*REQUIREMENT 1:* Starting at the record line that contains "tree in the" and ending at the last line of the records, reproduce those lines in full, requests included, and offset every coordinate in the answers by 27.

--- Begin SOURCE PASSAGE ---

We next turn to the issue resolved by the trial court, whether the rate limitations of section 2860 apply retroactively. In order to properly address this issue, a brief discussion of the principles governing a breach of the duty to defend is necessary.

"The defense duty arises upon tender of a potentially covered claim and lasts until the underlying lawsuit is concluded, or until it has been shown that there is no potential for coverage. [Citation.]" (Scottsdale Ins. Co. v. MV Transportation, supra, 36 Cal.4th at p. 655.) "The general measure of damages for breach of [the] duty to defend consists of the insured's cost of defense in the underlying action, including attorney fees. [Citation.]" (Intergulf Development LLC v. Superior Court (2010) 183 Cal.App.4th 16, 20.) This is so because "[a]n insurance company may not wrongfully refuse to defend its insured and thus force the insured into the position of having to engage outside counsel, and then, because the defense was not handled in a manner to the liking of the company, refuse to hold the insured harmless against payment of fees for all services reasonably performed in such defense." (Arenson v. National Auto. & Cas. Ins. Co. (1957) 48 Cal.2d 528, 538.) Thus, even if the insurer could have provided a defense at its own expense at a lesser cost, if it breaches the duty to defend, it is responsible to pay for all of the attorney fees reasonably incurred by its insured in obtaining a defense.

The rate limitations of section 2860 provide that "the insurer's obligation to pay fees to the independent counsel selected by the insured is limited to the rates which are actually paid by the insurer to attorneys retained by it in the ordinary course of business in the defense of similar actions in the community where the claim arose or is being defended." (Civ. Code, § 2860, subd. (c).) In other words, when the insurer is obligated to satisfy its duty to defend by the provision of independent counsel, rather than by retaining counsel itself, the amount the insurer is obligated to pay is no more than it would be if it retained counsel for the insured itself. The issue presented by this case is if this limitation on the fees the insurer must pay independent counsel applies only when the insurer is timely satisfying its duty to defend, or if, to the contrary, it also limits the amount the insurer retroactively must pay after it failed to timely satisfy the duty.

--- End SOURCE PASSAGE ---

*REQUIREMENT 2:* Name every court case cited in the passage on the duty to defend.

--- Begin DATA RECORDS ---

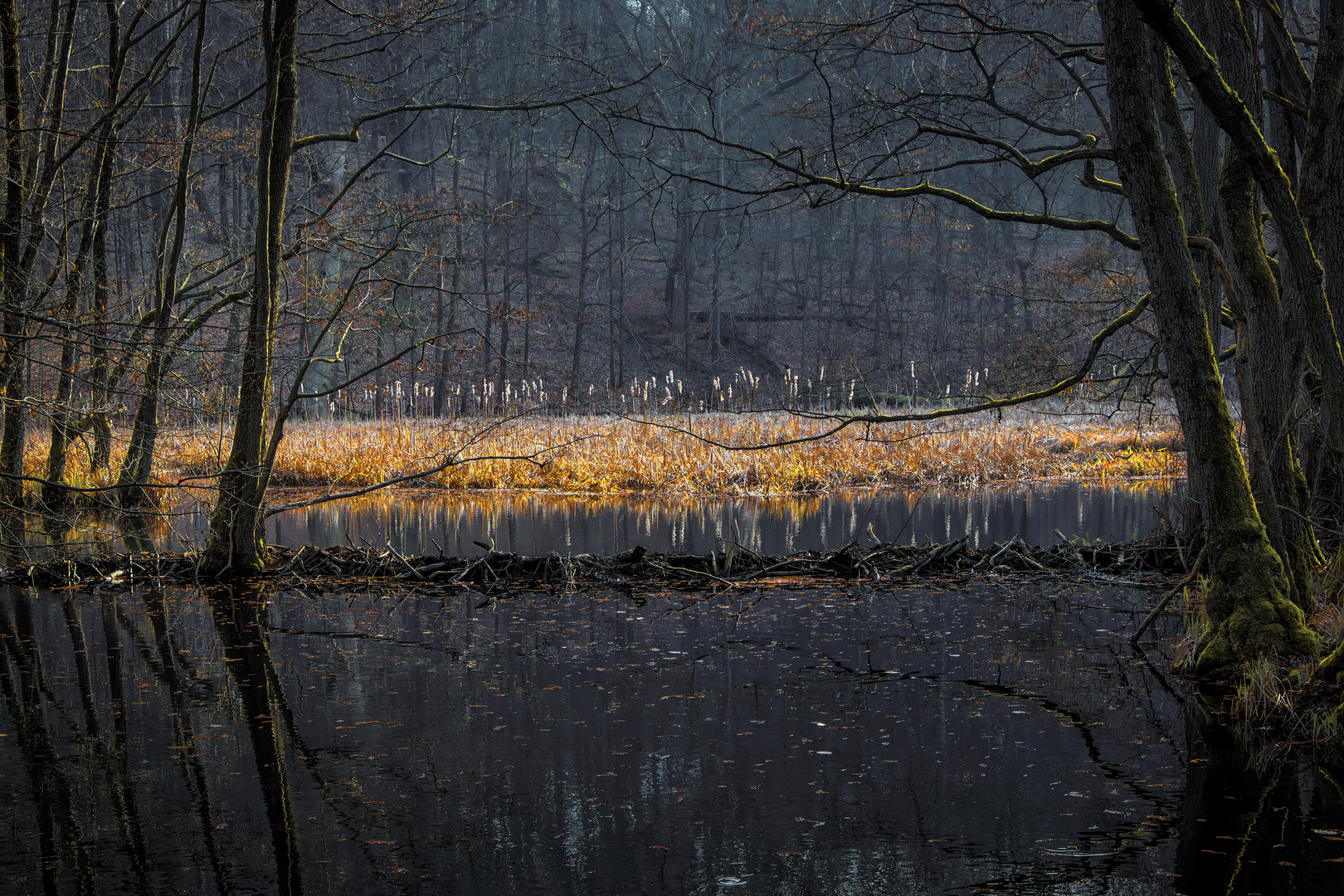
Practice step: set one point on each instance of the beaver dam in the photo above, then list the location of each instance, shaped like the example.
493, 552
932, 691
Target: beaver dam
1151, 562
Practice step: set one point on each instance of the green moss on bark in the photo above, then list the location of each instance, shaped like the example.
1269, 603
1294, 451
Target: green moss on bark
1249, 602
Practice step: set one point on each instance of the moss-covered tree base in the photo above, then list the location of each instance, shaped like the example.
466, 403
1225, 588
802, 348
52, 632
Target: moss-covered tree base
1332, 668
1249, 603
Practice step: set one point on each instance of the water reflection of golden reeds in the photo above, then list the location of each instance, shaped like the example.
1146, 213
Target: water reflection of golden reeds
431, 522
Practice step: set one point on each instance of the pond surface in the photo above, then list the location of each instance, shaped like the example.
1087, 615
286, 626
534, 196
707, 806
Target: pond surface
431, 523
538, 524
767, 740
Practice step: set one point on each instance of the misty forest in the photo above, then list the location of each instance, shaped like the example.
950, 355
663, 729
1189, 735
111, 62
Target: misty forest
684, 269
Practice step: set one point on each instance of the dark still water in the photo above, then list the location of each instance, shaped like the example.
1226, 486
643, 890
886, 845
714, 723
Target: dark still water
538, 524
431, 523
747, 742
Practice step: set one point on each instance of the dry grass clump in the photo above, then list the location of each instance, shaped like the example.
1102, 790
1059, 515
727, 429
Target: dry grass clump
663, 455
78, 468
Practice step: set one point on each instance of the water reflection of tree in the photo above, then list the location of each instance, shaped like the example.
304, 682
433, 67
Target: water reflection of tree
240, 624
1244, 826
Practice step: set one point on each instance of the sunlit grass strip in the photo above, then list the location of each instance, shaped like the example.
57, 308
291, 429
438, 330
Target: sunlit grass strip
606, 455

--- End DATA RECORDS ---

*FULL SOLUTION 1:*
Practice step: set one point on each instance of the water reflection of tree in the photo above, then list the location of each instance, shaped like the example.
304, 682
433, 67
Target: water reflection of tree
267, 651
1271, 853
Practice step: set one point on each instance of the sunlit grass strip in the photo above, then list the location of each instance, shaped like the example.
57, 308
291, 429
438, 330
Target: sunlit grass strip
633, 482

*FULL SOLUTION 2:*
Scottsdale Ins. Co. v. MV Transportation
Intergulf Development LLC v. Superior Court
Arenson v. National Auto. & Cas. Ins. Co.